:: INSTRUCTIONS FOR THE TASK ::
Every line of the records below should be restated exactly.
■ ■ ■ ■
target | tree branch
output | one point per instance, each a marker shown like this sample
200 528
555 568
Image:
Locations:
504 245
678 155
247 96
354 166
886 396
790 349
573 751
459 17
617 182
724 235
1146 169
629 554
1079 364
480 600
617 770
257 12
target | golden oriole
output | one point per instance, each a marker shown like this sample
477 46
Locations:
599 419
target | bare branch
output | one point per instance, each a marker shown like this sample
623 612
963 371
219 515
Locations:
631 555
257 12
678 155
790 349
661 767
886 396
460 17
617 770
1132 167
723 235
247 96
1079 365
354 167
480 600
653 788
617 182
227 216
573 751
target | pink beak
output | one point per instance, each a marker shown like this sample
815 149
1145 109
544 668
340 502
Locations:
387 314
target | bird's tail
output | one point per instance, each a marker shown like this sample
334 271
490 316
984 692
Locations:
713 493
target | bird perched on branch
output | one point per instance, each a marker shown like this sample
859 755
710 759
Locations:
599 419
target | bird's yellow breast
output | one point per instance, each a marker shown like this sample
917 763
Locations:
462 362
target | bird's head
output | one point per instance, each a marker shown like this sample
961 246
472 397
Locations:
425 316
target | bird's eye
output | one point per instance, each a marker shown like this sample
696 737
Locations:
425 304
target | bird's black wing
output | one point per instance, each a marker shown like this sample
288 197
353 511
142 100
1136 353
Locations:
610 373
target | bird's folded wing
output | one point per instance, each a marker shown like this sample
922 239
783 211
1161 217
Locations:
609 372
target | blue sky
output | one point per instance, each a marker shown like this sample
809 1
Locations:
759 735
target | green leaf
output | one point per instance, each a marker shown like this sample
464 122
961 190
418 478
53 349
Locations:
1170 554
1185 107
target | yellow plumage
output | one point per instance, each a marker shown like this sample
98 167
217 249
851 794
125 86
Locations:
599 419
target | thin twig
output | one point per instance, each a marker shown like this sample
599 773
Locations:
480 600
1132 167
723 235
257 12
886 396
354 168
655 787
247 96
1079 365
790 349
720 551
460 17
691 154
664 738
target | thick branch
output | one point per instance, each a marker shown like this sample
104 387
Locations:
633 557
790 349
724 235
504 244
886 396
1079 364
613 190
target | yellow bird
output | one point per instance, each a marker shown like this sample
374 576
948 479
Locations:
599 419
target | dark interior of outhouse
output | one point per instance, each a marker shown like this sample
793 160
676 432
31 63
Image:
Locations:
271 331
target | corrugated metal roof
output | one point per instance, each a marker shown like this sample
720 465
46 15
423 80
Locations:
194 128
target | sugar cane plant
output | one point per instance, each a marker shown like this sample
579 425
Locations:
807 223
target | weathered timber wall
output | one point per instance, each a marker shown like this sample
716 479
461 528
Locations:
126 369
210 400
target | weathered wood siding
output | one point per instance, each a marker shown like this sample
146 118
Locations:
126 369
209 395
■ ■ ■ ■
:: TASK SOLUTION ::
target | tree branch
output | one point per instance, each a marker shown like this sample
200 528
555 568
Image:
Locations:
504 245
678 155
247 96
354 166
886 396
790 349
573 751
459 17
617 182
724 235
1146 169
629 554
1079 364
480 600
617 770
257 12
target | golden oriole
output | one point per instance, each a marker shown like this sample
477 46
Locations:
599 419
target | bare branch
output | one point per instance, each a marker shown like this sample
623 612
963 371
219 515
Locations:
631 555
257 12
678 155
790 349
661 767
886 396
460 17
617 770
1132 167
723 235
247 96
1079 365
354 167
480 600
653 788
617 182
227 216
573 751
target | pink beak
output | one point per instance, each a marker shown like this sample
815 149
1145 109
544 668
340 502
Locations:
387 314
target | bird's tail
output | one point per instance, each a marker shown like this sample
334 271
490 316
984 692
Locations:
713 493
target | bird perched on branch
output | one point per instance, each a marker shown like this sample
859 755
710 759
Locations:
599 419
target | bird's yellow breast
output | one point per instance, each a marker shown like this sample
917 763
Locations:
462 362
target | bird's head
output | one point per instance, each a marker shown like this sample
961 246
472 397
Locations:
425 316
target | bird's eye
output | one point per instance, each a marker shown like this sample
696 737
Locations:
425 304
target | bird's black wing
output | one point per instance, each a marker shown like this sample
288 197
353 511
142 100
1136 353
Locations:
610 373
target | bird's folded wing
output | one point per instance, each a marker shown like this sample
922 239
783 211
1161 217
Locations:
609 372
target | blue sky
output | one point per instance, each a marker shown like this sample
809 1
Locations:
759 735
target | green leaf
output | one point per instance, each a marker shown like this sample
464 122
961 190
418 478
53 349
Locations:
1170 554
1185 107
target | yellow plumage
output | one point per instance, each a marker shown like this sample
98 167
217 249
851 794
125 86
Locations:
599 419
target | thin twig
output | one point per instance, each a marker shown like this sample
599 773
Locations:
480 600
1132 167
723 235
257 12
886 396
354 168
655 787
247 96
1079 365
790 349
720 551
460 17
691 154
664 738
target | thick branch
output | one point per instance, each a marker shown like this sample
104 387
Locations:
633 557
790 349
724 235
504 244
886 396
1079 364
613 190
target | yellow bird
output | one point per instance, each a marker shown like this sample
374 576
948 479
Locations:
599 419
target | dark interior of outhouse
output | one point per instance, each a marker shown like this sample
793 160
676 432
31 63
Image:
Locations:
271 331
target | corrugated metal roof
output | one point per instance, each a marker shown like this sample
720 465
46 15
423 80
Locations:
194 128
target | sugar cane plant
output | one point per instance, each a marker shown like this sample
579 425
Locations:
807 223
target | weathered timber wall
output | one point per instance, each a marker shown like this sample
716 479
461 528
Locations:
126 369
210 400
target | weathered wood siding
output | one point per instance, each a marker shown like this sample
146 118
Locations:
126 369
209 395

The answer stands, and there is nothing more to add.